_Источник:_
▽
В новой должности маме приходилось по первому вызову являться в партком и администрацию, выслушивать наставления о необходимости искать «ошибки», которые допускают профессора-евреи.
— Я не замечала никаких ошибок, — говорила она всякий раз. — Они прекрасно справляются с работой.
После таких собеседований она встречалась с сотрудниками, и они вместе обсуждали линию поведения, чтобы удержаться на работе.
Тем летом я оставила двухлетнего Сережу с родителями Валентина и поехала в археологическую экспедицию под Брянск. Туда можно добраться поездом из Москвы за полдня, но мы ехали в товарном вагоне, так как везли большую поклажу для экспедиции, и поездка заняла почти неделю. Времени для разговоров было достаточно. Должно быть, мои заявления в защиту Стеллы Дворкис побудили моего однокурсника Володю Кабо быть со мной откровенным. И пока мы сидели рядом, свесив ноги в открытый проем товарного вагона, он излагал свои неортодоксальные взгляды.
△
_Записи данных:_
▽
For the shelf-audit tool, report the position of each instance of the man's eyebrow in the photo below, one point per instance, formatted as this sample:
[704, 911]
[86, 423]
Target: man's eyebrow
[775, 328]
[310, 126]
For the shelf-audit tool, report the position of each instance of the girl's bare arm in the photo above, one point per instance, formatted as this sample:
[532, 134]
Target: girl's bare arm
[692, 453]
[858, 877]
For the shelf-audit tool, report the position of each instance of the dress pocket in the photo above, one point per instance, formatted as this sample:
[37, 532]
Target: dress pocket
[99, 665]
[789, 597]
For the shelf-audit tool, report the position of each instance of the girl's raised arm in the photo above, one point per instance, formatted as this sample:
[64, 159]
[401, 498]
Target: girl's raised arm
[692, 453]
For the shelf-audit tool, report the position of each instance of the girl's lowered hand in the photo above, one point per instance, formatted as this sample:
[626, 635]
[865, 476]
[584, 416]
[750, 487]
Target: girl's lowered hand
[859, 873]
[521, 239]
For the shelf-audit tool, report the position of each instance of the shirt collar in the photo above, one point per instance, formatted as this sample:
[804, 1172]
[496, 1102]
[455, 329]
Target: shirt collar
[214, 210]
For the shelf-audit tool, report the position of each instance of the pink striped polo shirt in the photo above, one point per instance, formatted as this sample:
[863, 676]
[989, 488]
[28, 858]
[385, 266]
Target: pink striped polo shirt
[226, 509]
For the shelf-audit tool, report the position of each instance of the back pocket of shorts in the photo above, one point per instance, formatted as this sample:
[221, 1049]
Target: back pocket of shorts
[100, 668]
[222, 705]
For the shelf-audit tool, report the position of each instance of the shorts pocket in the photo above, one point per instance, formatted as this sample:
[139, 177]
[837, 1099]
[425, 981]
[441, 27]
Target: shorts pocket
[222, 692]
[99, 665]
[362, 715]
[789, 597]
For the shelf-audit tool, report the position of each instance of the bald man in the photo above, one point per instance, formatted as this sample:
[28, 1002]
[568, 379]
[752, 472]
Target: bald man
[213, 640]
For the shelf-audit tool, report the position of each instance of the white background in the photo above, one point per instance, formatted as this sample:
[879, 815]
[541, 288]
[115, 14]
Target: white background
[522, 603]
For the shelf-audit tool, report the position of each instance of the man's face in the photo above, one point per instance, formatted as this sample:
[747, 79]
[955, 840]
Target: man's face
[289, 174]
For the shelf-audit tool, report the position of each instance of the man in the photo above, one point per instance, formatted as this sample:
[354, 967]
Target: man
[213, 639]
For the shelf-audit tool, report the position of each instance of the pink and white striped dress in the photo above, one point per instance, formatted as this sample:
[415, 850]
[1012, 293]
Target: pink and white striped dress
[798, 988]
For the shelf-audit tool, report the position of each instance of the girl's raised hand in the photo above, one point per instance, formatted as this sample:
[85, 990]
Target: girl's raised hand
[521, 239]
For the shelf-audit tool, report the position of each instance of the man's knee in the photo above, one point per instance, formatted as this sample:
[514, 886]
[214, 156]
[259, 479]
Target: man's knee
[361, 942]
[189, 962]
△
▽
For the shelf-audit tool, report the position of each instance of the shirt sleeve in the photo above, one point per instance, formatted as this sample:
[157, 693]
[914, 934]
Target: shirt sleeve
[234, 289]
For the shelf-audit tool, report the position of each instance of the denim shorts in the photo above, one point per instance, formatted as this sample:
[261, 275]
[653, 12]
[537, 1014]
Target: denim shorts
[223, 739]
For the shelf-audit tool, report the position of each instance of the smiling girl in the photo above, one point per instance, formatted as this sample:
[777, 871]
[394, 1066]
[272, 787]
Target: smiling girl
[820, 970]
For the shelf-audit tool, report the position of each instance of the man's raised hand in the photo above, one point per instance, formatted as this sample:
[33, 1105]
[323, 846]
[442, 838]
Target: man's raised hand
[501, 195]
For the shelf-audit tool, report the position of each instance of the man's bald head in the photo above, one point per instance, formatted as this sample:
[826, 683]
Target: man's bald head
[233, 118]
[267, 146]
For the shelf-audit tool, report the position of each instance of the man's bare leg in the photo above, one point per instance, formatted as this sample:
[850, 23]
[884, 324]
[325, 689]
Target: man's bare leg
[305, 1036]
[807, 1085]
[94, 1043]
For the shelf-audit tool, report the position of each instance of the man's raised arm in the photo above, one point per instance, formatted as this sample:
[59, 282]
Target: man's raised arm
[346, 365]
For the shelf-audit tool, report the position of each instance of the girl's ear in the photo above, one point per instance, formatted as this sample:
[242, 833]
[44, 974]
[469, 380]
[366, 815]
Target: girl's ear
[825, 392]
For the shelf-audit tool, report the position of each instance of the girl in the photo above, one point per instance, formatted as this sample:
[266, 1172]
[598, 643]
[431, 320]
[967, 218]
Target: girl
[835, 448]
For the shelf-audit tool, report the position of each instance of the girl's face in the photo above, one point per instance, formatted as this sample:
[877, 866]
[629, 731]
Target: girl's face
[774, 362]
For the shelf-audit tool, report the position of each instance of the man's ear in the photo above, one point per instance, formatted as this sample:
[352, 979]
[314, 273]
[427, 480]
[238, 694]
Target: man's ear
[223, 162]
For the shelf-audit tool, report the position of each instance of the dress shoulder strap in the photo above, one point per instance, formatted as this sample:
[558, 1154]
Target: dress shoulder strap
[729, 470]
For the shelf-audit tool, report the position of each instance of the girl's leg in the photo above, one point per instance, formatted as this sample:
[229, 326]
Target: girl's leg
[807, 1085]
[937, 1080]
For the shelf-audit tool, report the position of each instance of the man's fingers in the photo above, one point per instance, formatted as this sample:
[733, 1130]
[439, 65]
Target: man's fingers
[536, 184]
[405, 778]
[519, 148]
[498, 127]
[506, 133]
△
_Задание:_
Воспроизведите без изменений фрагмент источника, начиная со слов «В новой должности» и заканчивая словами «справляются с работой.».

_Ответ:_
В новой должности маме приходилось по первому вызову являться в партком и администрацию, выслушивать наставления о необходимости искать «ошибки», которые допускают профессора-евреи.
— Я не замечала никаких ошибок, — говорила она всякий раз. — Они прекрасно справляются с работой.